Return the data below unchanged. Drop any pictures.

Data records:
┌────────

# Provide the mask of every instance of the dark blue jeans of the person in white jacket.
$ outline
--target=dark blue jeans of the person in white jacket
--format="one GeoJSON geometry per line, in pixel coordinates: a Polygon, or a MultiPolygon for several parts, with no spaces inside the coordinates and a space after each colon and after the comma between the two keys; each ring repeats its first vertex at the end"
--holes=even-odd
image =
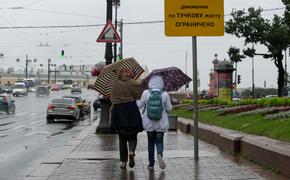
{"type": "Polygon", "coordinates": [[[157,149],[157,154],[160,154],[163,157],[163,136],[164,132],[147,132],[148,137],[148,157],[149,157],[149,166],[154,166],[154,154],[155,154],[155,145],[157,149]]]}

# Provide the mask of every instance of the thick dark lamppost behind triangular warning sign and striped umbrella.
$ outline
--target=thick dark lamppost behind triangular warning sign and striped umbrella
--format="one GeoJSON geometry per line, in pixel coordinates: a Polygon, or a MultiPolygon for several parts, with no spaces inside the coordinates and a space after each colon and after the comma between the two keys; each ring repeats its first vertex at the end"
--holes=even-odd
{"type": "MultiPolygon", "coordinates": [[[[113,0],[107,0],[107,22],[109,20],[112,21],[112,2],[113,0]]],[[[106,65],[112,63],[113,59],[113,51],[112,51],[112,43],[106,43],[106,50],[105,50],[105,59],[106,65]]],[[[101,102],[101,117],[99,125],[96,129],[96,133],[111,133],[111,124],[110,124],[110,107],[111,102],[108,98],[100,99],[101,102]]]]}

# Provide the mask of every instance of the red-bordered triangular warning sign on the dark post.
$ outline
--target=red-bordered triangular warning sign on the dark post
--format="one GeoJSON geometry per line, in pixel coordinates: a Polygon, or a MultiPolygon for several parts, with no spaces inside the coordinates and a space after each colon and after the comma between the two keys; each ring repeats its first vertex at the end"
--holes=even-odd
{"type": "Polygon", "coordinates": [[[108,20],[107,24],[99,35],[97,42],[121,42],[121,38],[114,28],[111,20],[108,20]]]}

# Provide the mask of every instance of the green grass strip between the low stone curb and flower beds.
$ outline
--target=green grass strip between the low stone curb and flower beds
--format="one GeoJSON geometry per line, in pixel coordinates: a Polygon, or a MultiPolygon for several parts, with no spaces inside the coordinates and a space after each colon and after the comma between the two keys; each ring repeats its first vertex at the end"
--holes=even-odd
{"type": "MultiPolygon", "coordinates": [[[[193,112],[186,109],[176,109],[171,114],[187,119],[192,119],[193,117],[193,112]]],[[[199,121],[205,124],[290,142],[290,118],[266,120],[261,114],[220,116],[215,111],[201,111],[198,114],[199,121]]]]}

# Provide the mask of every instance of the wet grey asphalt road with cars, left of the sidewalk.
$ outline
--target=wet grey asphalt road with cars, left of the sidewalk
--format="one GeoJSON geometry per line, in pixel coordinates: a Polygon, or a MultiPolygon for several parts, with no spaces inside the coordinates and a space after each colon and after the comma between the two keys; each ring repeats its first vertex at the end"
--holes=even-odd
{"type": "MultiPolygon", "coordinates": [[[[75,126],[62,120],[46,124],[46,107],[54,97],[70,95],[69,90],[51,92],[50,96],[15,97],[16,113],[0,113],[0,179],[23,179],[42,159],[77,136],[82,123],[93,123],[99,116],[92,108],[91,117],[85,116],[75,126]]],[[[91,101],[96,92],[83,89],[82,98],[91,101]]]]}

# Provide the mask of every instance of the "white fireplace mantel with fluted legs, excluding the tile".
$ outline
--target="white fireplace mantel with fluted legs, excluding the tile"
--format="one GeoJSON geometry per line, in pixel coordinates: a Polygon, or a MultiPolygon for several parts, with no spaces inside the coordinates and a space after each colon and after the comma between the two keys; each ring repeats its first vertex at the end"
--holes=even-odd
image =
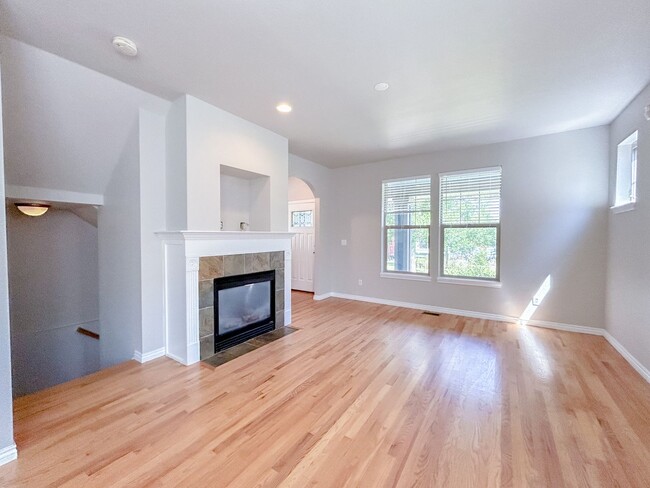
{"type": "Polygon", "coordinates": [[[259,252],[284,252],[284,324],[291,323],[290,232],[158,232],[163,243],[165,350],[182,364],[200,359],[199,259],[259,252]]]}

└────────

→ Answer below:
# Provide the mask of every instance of the dark blue jeans of the person in white jacket.
$ outline
--target=dark blue jeans of the person in white jacket
--format="one GeoJSON geometry per line, in pixel coordinates: a Polygon, or a MultiPolygon for several parts, with no spaces inside the coordinates and a space after each colon and after the comma between the two keys; each ring repeats its first vertex at the end"
--holes=even-odd
image =
{"type": "Polygon", "coordinates": [[[157,149],[157,154],[160,154],[163,157],[163,136],[164,132],[147,132],[148,137],[148,157],[149,157],[149,166],[154,166],[154,154],[155,154],[155,145],[157,149]]]}

# Provide the mask of every instance of the thick dark lamppost behind triangular warning sign and striped umbrella.
$ outline
--target=thick dark lamppost behind triangular warning sign and striped umbrella
--format="one GeoJSON geometry per line, in pixel coordinates: a Polygon, or a MultiPolygon for several parts, with no spaces inside the coordinates and a space after each colon and after the comma between the two keys; each ring repeats its first vertex at the end"
--holes=even-odd
{"type": "MultiPolygon", "coordinates": [[[[113,0],[107,0],[107,22],[109,20],[112,21],[112,2],[113,0]]],[[[106,65],[112,63],[113,59],[113,51],[112,51],[112,43],[106,43],[106,50],[105,50],[105,59],[106,65]]],[[[101,102],[101,117],[99,125],[96,129],[96,133],[111,133],[111,124],[110,124],[110,107],[111,102],[108,98],[100,99],[101,102]]]]}

# Provide the mask of every instance of the red-bordered triangular warning sign on the dark post.
$ outline
--target=red-bordered triangular warning sign on the dark post
--format="one GeoJSON geometry per line, in pixel coordinates: a Polygon, or a MultiPolygon for several parts, with no spaces inside the coordinates and a space after each colon and after the comma between the two keys; each ring repeats its first vertex at the end"
--holes=even-odd
{"type": "Polygon", "coordinates": [[[108,20],[107,24],[99,35],[97,42],[121,42],[121,38],[114,28],[111,20],[108,20]]]}

# Provide the mask of every instance of the green grass strip between the low stone curb and flower beds.
$ outline
--target=green grass strip between the low stone curb and flower beds
--format="one GeoJSON geometry per line, in pixel coordinates: a Polygon, or a MultiPolygon for several parts, with no spaces inside the coordinates and a space after each colon and after the comma between the two keys; each ring repeats its first vertex at the end"
--holes=even-odd
{"type": "MultiPolygon", "coordinates": [[[[193,112],[186,109],[176,109],[171,114],[187,119],[192,119],[193,117],[193,112]]],[[[199,121],[205,124],[290,142],[290,118],[266,120],[261,114],[220,116],[215,111],[201,111],[198,114],[199,121]]]]}

# Provide the mask of every instance of the wet grey asphalt road with cars, left of the sidewalk.
$ outline
--target=wet grey asphalt road with cars, left of the sidewalk
--format="one GeoJSON geometry per line, in pixel coordinates: a Polygon, or a MultiPolygon for several parts, with no spaces inside the coordinates and a space after each colon and after the comma between the two keys; each ring repeats its first vertex at the end"
--holes=even-odd
{"type": "MultiPolygon", "coordinates": [[[[75,126],[62,120],[46,124],[46,107],[54,97],[70,95],[69,90],[51,92],[50,96],[15,97],[16,113],[0,113],[0,179],[23,179],[42,159],[77,136],[82,123],[93,123],[99,116],[92,108],[91,117],[85,116],[75,126]]],[[[91,101],[96,92],[83,89],[82,98],[91,101]]]]}

# Provide the mask of every instance of the "white fireplace mantel with fluted legs, excluding the tile".
$ outline
--target="white fireplace mantel with fluted legs, excluding the tile"
--format="one GeoJSON geometry per line, in pixel coordinates: a Polygon, or a MultiPolygon for several parts, with no spaces inside the coordinates and a space after each colon and after the comma between the two keys; each ring repeats its first vertex at the end"
--holes=even-odd
image =
{"type": "Polygon", "coordinates": [[[259,252],[284,252],[284,324],[291,323],[290,232],[158,232],[163,243],[165,350],[182,364],[200,359],[199,259],[259,252]]]}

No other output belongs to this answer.